■ Job ■
Copy out, exactly as given, every line from the line with "If you could mark the yarn" to the end of the listing, both of those lines included.

■ Dataset ■
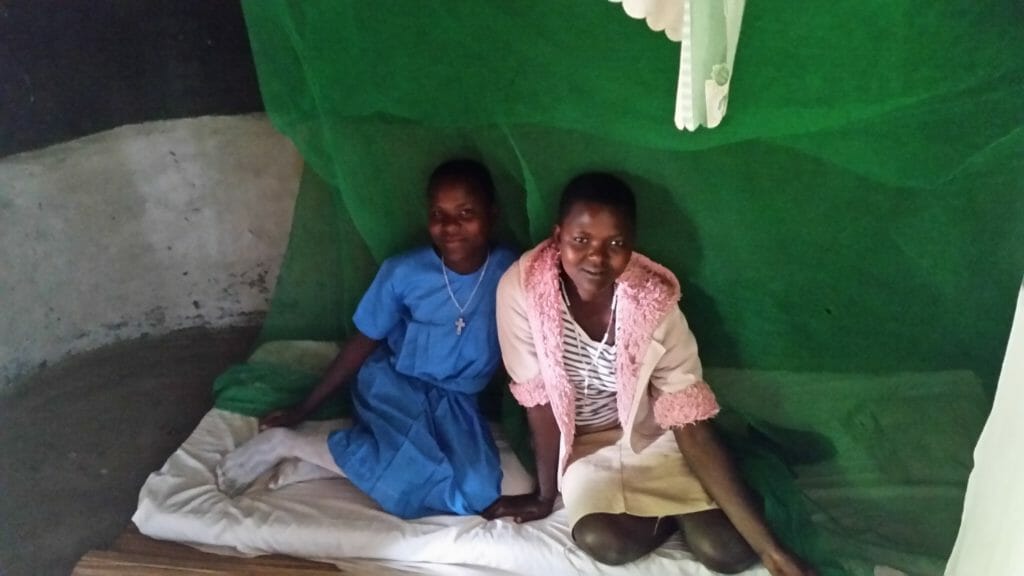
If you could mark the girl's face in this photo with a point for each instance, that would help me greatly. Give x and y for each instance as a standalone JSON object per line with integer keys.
{"x": 460, "y": 224}
{"x": 596, "y": 243}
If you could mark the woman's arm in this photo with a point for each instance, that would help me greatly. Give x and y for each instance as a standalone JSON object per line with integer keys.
{"x": 526, "y": 507}
{"x": 354, "y": 352}
{"x": 715, "y": 469}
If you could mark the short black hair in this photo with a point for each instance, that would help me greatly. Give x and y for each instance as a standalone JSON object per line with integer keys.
{"x": 599, "y": 188}
{"x": 464, "y": 170}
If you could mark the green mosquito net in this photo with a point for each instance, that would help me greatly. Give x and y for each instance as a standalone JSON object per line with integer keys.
{"x": 850, "y": 240}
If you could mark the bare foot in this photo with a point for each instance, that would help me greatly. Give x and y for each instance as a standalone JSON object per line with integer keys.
{"x": 240, "y": 468}
{"x": 294, "y": 470}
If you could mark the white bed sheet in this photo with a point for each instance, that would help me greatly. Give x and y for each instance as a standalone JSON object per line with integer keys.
{"x": 332, "y": 521}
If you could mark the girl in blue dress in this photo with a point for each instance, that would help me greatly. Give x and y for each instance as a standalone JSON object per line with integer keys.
{"x": 425, "y": 345}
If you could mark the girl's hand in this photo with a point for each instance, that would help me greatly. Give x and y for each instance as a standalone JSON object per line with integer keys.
{"x": 287, "y": 418}
{"x": 781, "y": 563}
{"x": 524, "y": 507}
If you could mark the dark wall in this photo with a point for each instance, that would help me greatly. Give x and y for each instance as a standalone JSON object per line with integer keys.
{"x": 70, "y": 68}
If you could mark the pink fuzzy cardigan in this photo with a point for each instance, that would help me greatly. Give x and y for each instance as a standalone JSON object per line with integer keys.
{"x": 657, "y": 367}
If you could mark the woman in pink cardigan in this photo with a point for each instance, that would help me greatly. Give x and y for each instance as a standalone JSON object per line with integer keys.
{"x": 602, "y": 359}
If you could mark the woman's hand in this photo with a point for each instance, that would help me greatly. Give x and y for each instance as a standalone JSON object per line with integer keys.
{"x": 780, "y": 563}
{"x": 523, "y": 507}
{"x": 286, "y": 418}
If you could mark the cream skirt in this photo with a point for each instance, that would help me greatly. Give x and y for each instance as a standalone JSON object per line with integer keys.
{"x": 605, "y": 476}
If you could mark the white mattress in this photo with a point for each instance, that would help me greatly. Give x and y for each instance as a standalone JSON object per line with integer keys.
{"x": 331, "y": 520}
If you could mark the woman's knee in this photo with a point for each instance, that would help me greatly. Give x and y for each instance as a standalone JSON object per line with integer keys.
{"x": 716, "y": 543}
{"x": 606, "y": 540}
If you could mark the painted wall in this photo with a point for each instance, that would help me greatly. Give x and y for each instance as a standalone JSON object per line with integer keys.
{"x": 73, "y": 69}
{"x": 141, "y": 230}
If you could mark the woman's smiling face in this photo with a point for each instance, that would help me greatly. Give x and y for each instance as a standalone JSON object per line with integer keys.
{"x": 596, "y": 243}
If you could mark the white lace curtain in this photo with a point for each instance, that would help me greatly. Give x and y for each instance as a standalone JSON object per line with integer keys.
{"x": 708, "y": 32}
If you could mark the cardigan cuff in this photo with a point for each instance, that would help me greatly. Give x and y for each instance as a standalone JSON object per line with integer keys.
{"x": 529, "y": 393}
{"x": 692, "y": 404}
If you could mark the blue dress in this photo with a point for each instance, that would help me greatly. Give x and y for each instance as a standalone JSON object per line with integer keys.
{"x": 419, "y": 445}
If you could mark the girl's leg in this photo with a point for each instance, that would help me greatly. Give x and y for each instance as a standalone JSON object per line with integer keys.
{"x": 616, "y": 539}
{"x": 715, "y": 541}
{"x": 240, "y": 468}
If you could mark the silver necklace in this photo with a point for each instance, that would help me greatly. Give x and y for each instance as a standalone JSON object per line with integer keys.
{"x": 596, "y": 356}
{"x": 460, "y": 324}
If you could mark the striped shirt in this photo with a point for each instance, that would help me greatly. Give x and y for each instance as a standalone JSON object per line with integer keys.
{"x": 591, "y": 369}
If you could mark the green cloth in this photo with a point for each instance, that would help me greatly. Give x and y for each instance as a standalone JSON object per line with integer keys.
{"x": 858, "y": 212}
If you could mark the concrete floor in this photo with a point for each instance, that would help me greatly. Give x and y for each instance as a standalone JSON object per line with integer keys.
{"x": 79, "y": 438}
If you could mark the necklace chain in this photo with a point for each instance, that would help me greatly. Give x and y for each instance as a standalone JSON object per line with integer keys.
{"x": 460, "y": 324}
{"x": 596, "y": 356}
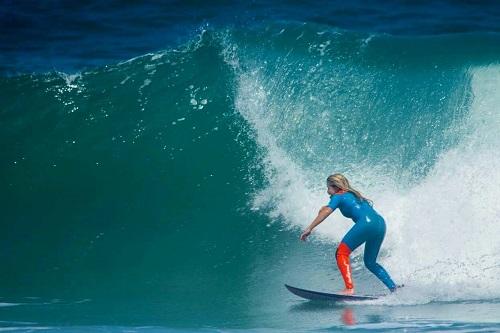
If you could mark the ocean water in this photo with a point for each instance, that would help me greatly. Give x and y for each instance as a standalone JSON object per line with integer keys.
{"x": 163, "y": 187}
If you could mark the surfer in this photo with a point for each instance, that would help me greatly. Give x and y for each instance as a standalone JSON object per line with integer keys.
{"x": 369, "y": 227}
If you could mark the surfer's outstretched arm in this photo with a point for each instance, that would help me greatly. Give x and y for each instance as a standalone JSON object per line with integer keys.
{"x": 323, "y": 213}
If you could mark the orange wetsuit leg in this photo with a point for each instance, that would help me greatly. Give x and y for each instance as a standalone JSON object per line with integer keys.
{"x": 344, "y": 265}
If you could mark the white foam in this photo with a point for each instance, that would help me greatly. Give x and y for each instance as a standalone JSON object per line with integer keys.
{"x": 443, "y": 232}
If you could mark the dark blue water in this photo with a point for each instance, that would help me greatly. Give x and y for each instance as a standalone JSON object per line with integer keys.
{"x": 71, "y": 35}
{"x": 160, "y": 159}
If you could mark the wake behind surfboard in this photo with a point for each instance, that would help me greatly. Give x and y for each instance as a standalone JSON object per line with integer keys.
{"x": 320, "y": 296}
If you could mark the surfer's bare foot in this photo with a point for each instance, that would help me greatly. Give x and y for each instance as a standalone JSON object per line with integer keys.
{"x": 347, "y": 292}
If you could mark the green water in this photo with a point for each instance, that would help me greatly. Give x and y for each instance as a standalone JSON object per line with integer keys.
{"x": 156, "y": 192}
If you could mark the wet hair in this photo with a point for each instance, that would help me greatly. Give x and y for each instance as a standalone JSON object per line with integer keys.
{"x": 340, "y": 181}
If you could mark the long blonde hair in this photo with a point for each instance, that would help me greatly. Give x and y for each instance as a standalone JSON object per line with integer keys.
{"x": 340, "y": 181}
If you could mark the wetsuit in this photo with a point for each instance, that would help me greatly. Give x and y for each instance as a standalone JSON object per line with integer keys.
{"x": 369, "y": 227}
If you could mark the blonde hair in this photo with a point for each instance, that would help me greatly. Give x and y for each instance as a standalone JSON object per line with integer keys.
{"x": 340, "y": 181}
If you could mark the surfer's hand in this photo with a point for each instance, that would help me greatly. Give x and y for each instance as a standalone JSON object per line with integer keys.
{"x": 304, "y": 235}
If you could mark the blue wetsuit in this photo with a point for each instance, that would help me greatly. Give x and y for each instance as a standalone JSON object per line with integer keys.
{"x": 369, "y": 227}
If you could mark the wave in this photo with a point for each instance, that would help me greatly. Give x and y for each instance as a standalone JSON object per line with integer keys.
{"x": 186, "y": 156}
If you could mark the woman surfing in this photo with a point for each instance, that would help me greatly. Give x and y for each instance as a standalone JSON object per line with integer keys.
{"x": 369, "y": 227}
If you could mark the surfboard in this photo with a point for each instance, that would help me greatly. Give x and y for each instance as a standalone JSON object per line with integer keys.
{"x": 321, "y": 296}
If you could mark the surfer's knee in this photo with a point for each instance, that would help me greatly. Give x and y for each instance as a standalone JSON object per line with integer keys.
{"x": 343, "y": 250}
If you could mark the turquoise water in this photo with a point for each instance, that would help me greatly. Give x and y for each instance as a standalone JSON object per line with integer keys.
{"x": 167, "y": 192}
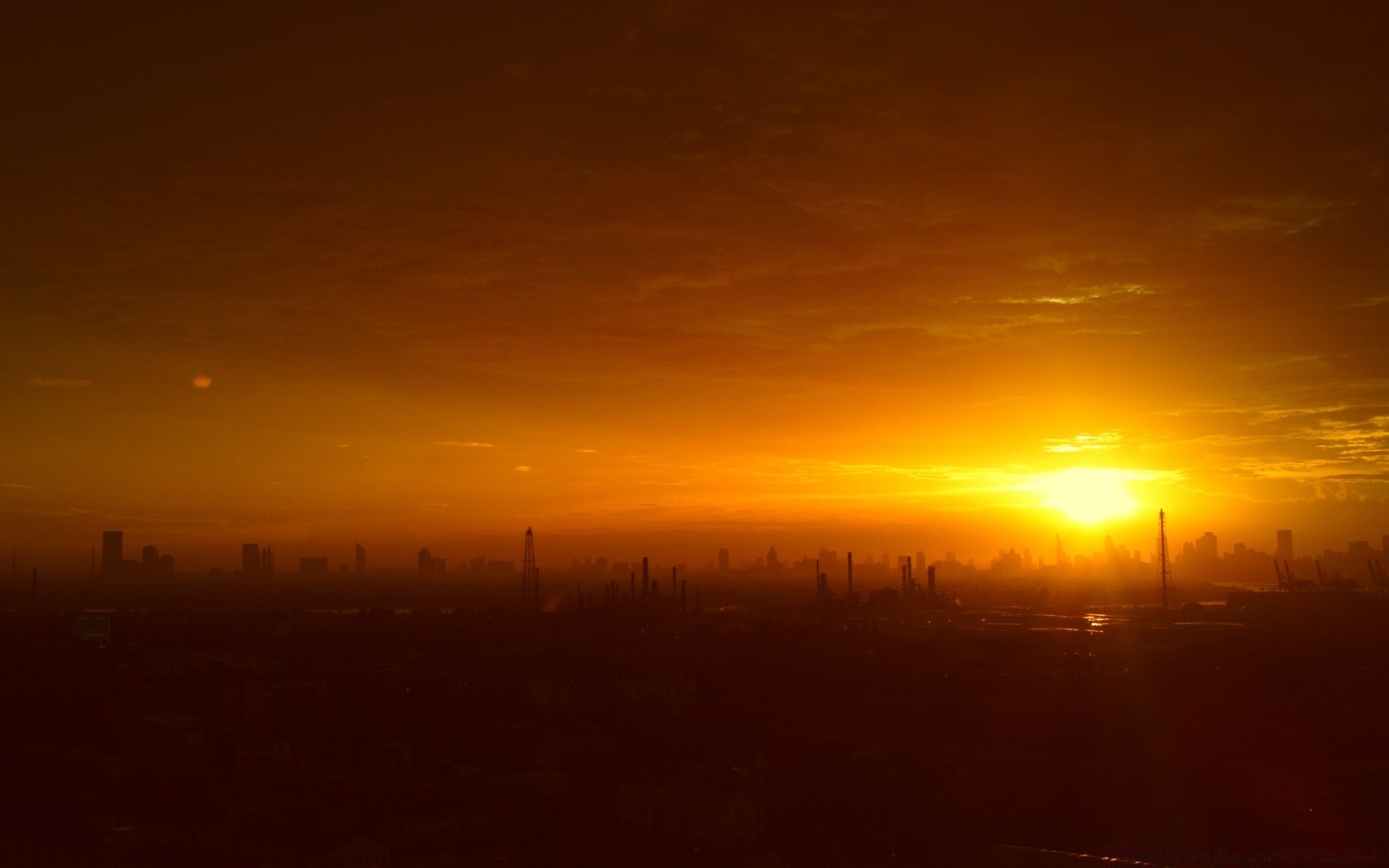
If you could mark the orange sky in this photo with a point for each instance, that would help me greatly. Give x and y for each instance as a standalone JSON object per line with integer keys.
{"x": 842, "y": 274}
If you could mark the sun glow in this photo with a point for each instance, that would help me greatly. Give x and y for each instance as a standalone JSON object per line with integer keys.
{"x": 1087, "y": 495}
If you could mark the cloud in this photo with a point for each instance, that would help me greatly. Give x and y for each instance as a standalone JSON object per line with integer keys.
{"x": 1286, "y": 216}
{"x": 1089, "y": 295}
{"x": 59, "y": 382}
{"x": 1079, "y": 443}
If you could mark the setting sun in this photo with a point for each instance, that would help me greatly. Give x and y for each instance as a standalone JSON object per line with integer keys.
{"x": 1087, "y": 495}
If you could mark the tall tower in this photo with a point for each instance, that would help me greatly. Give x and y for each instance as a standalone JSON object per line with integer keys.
{"x": 1285, "y": 545}
{"x": 1164, "y": 575}
{"x": 530, "y": 574}
{"x": 113, "y": 552}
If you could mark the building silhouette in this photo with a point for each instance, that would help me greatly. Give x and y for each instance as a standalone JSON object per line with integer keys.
{"x": 113, "y": 552}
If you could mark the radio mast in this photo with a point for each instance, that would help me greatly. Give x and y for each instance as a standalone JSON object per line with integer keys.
{"x": 530, "y": 574}
{"x": 1162, "y": 553}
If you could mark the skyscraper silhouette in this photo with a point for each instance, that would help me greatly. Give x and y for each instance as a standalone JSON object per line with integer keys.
{"x": 113, "y": 552}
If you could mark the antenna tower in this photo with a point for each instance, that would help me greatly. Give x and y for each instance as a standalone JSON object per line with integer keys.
{"x": 530, "y": 574}
{"x": 1164, "y": 574}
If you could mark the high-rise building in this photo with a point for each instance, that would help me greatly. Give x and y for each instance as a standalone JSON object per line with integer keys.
{"x": 828, "y": 560}
{"x": 113, "y": 552}
{"x": 1206, "y": 548}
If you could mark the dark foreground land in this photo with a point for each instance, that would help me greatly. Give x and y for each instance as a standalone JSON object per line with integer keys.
{"x": 785, "y": 731}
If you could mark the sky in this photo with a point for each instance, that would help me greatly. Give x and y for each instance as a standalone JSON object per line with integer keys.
{"x": 668, "y": 277}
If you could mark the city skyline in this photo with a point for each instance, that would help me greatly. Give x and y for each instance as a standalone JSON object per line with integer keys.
{"x": 258, "y": 558}
{"x": 677, "y": 273}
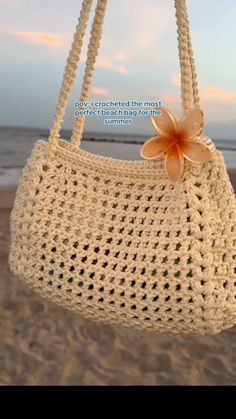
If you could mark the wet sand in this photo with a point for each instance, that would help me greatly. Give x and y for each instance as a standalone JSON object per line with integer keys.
{"x": 43, "y": 344}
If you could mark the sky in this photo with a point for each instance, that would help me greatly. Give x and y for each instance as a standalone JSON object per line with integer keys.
{"x": 138, "y": 60}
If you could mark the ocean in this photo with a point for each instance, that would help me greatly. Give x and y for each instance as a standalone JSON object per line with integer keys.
{"x": 17, "y": 143}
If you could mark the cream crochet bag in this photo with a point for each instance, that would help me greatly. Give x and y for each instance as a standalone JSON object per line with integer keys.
{"x": 117, "y": 241}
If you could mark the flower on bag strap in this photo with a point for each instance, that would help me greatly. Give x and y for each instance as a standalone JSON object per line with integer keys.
{"x": 178, "y": 140}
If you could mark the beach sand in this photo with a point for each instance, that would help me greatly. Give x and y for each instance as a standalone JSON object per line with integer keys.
{"x": 41, "y": 343}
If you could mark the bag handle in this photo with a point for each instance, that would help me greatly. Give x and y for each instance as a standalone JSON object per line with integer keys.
{"x": 189, "y": 85}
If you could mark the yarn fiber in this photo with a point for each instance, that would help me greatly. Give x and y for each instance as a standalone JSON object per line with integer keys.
{"x": 117, "y": 242}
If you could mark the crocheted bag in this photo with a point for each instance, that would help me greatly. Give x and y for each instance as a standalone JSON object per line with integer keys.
{"x": 119, "y": 241}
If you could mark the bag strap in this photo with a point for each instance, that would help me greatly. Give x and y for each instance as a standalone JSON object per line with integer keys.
{"x": 189, "y": 85}
{"x": 70, "y": 71}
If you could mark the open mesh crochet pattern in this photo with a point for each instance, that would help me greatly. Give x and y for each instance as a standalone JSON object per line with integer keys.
{"x": 119, "y": 243}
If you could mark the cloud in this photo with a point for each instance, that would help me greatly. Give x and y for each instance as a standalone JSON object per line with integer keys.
{"x": 210, "y": 93}
{"x": 214, "y": 93}
{"x": 105, "y": 62}
{"x": 39, "y": 37}
{"x": 121, "y": 69}
{"x": 99, "y": 91}
{"x": 120, "y": 56}
{"x": 169, "y": 99}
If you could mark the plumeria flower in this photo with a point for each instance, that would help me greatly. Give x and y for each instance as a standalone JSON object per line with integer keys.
{"x": 178, "y": 140}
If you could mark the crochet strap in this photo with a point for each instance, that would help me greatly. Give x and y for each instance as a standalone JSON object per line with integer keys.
{"x": 70, "y": 71}
{"x": 189, "y": 85}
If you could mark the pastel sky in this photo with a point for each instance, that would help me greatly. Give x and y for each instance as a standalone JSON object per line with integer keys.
{"x": 138, "y": 59}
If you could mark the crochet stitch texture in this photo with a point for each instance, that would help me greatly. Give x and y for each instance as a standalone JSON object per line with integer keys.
{"x": 118, "y": 242}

■ Problem solution ■
If you could mark the yarn fiber in this photo with a point for each instance, that would help me greatly. Give x and y for each instance as a standalone JSON object per line with integer keys.
{"x": 117, "y": 242}
If you could mark the crocheted bag in this photo with a point for each instance, that would help me greatly. Give x and y for each instance as a standalone JSON object per line with integer keys.
{"x": 119, "y": 241}
If you could mark the bag strap in this photo with a point for each instance, that would help me greatly. Give x and y for each instance as a standalone JSON object per line with integer keys.
{"x": 189, "y": 85}
{"x": 70, "y": 71}
If you could mark the open mesh crochet pattern in this photo with a point for each instance, that would help me greatly. Give x and y for each instance as a standalone JSON object per line with integer keys.
{"x": 119, "y": 243}
If you could mark the cloud in this photo with a point for each instance, that would help me greatly. Give x and y for each instance as a standalone JSON object per line with integer keys.
{"x": 210, "y": 93}
{"x": 214, "y": 93}
{"x": 105, "y": 62}
{"x": 39, "y": 37}
{"x": 121, "y": 69}
{"x": 99, "y": 91}
{"x": 120, "y": 56}
{"x": 169, "y": 99}
If you could mark the plumeria flower in this photo with a point for each instance, that would help me greatly. Give x and y for each instance as a standalone JSON object per line with integer keys.
{"x": 178, "y": 140}
If you could mark the crochet strap in this photo with a point for each instance, that would help me greatly. Give x and y for each instance as a standalone JSON object per line with integer keys.
{"x": 70, "y": 71}
{"x": 189, "y": 85}
If you could mark the pastel sky in this photo with a point for each instance, that would help me greatly. Give x and y for each instance as a standalone JSON object per line with integer keys.
{"x": 138, "y": 59}
If you could mark the crochet stitch texture in this photo with a point for each instance, that would help me greatly. Give x and y for each instance as a standalone JSON object per line with integer keys.
{"x": 118, "y": 242}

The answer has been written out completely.